* DIRECTIONS
Pictures must be kept out of the copy. Every entry is to be duplicated exactly.

* PROVIDED RECORDS
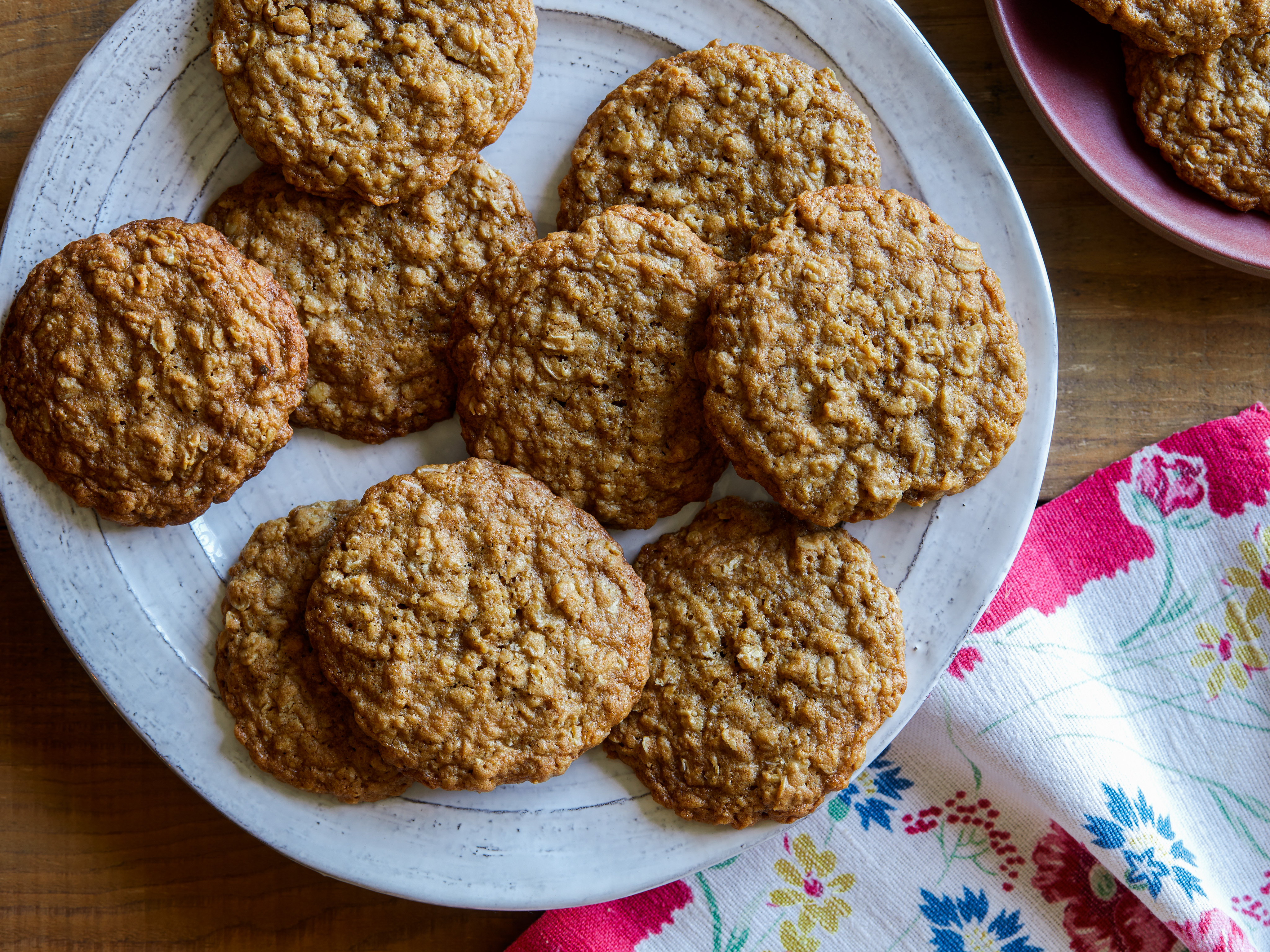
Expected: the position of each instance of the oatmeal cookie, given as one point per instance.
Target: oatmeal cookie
(375, 287)
(150, 372)
(575, 364)
(286, 714)
(380, 101)
(722, 139)
(1207, 113)
(486, 630)
(1176, 27)
(776, 655)
(863, 357)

* RESULT OF THE EXERCISE
Expected: the position of each instance of the oatmeal cookie, given as one point per instance.
Target: oatmeal cookie
(375, 287)
(150, 372)
(575, 364)
(286, 714)
(380, 101)
(722, 139)
(1207, 113)
(486, 630)
(1176, 27)
(776, 655)
(863, 357)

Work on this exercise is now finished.